SHORT PROBLEM. Find every line in the rows below that contains the string "leaf" and copy each one out in full. Case counts when you match.

RECORDS FOR THE EXERCISE.
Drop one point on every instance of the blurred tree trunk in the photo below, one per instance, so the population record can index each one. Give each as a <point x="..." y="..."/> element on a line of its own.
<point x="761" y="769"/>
...
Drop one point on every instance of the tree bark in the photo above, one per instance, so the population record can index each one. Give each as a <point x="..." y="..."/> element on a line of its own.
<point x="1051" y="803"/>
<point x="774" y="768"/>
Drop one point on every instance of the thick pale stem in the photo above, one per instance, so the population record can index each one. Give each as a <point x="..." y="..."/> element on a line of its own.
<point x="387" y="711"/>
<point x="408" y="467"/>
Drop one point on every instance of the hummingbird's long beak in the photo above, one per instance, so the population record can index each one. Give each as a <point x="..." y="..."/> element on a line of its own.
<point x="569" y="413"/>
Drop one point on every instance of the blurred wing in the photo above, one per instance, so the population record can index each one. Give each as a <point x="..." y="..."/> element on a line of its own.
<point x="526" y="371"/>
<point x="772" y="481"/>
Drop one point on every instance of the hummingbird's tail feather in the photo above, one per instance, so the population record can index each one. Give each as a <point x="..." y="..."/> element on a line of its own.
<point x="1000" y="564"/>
* * *
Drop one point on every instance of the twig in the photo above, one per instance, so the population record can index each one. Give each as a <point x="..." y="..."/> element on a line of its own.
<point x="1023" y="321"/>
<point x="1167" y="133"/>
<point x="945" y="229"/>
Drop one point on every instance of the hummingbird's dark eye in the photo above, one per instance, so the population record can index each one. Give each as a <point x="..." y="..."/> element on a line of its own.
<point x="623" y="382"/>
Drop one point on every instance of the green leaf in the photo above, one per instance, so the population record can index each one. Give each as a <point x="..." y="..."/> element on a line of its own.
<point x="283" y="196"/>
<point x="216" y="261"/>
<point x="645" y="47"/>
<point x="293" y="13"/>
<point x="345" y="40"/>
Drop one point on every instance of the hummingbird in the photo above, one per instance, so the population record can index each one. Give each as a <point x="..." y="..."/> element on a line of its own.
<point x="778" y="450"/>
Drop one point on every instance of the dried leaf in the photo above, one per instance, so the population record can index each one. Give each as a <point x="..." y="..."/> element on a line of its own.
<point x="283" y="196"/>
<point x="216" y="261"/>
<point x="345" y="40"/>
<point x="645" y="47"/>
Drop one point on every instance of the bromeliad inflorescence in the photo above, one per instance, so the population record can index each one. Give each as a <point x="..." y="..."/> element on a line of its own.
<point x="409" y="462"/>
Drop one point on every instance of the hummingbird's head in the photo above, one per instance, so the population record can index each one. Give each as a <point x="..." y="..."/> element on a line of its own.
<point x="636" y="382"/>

ANSWER BELOW.
Drop one point on every instance of the green leaf in the photo above, one per instance, so the population record can index each one. Give each as a <point x="..." y="..."/> element on a line of its own.
Drop one point on every instance of the dried leaf in the photo above, one per instance, so the population record can index each one. Give each as a <point x="..." y="..."/> element on a line of its own.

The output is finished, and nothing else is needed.